- TASK PROMPT: Copy out each line in the material below that has the word "black".

[[ EXERCISE DATA open ]]

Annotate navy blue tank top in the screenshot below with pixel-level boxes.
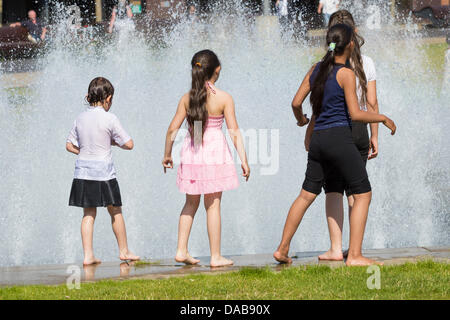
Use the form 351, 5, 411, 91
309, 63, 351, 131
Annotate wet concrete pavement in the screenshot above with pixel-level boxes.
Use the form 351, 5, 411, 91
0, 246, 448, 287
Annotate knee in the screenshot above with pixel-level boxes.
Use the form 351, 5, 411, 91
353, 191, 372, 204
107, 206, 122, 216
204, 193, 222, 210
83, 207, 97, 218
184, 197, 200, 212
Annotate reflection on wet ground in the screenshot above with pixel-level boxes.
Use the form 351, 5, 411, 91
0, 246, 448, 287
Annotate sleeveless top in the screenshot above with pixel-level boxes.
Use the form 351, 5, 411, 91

[[ EXERCISE DATA closed ]]
[[ EXERCISE DATA open ]]

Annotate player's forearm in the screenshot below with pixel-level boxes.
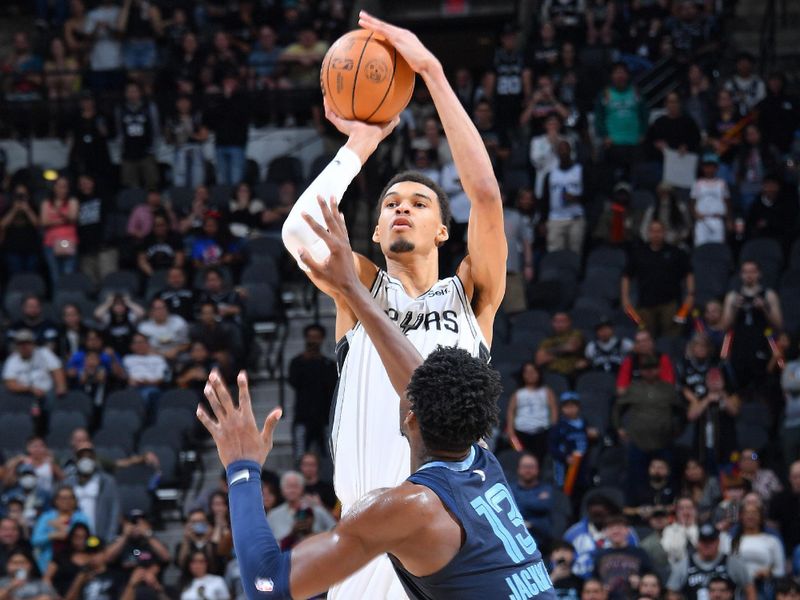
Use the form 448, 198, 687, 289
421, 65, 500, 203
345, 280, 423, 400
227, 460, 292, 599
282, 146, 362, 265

[[ EXERCISE DATA closed ]]
[[ EXERCISE DATA open ]]

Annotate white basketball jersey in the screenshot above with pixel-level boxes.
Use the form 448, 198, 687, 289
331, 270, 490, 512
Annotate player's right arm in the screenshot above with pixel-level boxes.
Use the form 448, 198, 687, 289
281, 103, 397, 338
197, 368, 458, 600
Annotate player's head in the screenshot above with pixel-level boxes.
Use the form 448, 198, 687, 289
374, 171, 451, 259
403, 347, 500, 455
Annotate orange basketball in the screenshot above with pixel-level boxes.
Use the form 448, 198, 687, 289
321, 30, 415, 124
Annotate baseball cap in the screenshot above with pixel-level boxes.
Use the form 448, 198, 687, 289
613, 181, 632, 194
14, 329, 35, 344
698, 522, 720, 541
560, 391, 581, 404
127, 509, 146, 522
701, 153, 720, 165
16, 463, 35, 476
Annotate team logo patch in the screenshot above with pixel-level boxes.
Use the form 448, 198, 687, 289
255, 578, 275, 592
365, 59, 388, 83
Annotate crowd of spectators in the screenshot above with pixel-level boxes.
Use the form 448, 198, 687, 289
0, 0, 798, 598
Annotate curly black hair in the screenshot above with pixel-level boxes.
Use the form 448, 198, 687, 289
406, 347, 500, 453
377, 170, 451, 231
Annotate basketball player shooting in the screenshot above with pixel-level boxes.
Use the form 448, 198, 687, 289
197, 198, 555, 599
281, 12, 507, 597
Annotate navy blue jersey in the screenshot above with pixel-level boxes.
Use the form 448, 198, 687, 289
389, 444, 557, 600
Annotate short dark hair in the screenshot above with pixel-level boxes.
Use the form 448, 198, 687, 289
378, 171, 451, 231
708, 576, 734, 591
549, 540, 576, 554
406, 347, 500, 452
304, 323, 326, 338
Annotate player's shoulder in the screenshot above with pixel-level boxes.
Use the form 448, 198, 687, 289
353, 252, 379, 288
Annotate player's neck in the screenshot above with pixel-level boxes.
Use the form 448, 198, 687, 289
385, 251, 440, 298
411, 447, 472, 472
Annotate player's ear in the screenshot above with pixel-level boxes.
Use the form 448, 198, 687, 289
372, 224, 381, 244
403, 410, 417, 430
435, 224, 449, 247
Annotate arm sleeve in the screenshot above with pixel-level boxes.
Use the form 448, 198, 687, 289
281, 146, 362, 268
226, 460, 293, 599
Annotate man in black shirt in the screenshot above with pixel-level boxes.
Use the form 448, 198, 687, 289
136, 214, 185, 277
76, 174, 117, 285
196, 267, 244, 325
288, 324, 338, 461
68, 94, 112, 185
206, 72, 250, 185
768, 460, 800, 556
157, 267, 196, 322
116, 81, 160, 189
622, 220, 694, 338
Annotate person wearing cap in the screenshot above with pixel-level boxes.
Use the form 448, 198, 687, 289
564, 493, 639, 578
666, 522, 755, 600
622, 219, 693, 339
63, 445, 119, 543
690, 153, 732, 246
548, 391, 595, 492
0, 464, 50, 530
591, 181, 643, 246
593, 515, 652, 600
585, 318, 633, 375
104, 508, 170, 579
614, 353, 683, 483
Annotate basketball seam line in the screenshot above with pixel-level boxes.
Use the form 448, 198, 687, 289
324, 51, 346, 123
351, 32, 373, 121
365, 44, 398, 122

[[ EXERCISE DATA closed ]]

- REPLY:
Annotate curly black hair in the screenshot above with pixel-level boxes.
Annotate man in black shirt in the screenshot above with pixel-level boxes.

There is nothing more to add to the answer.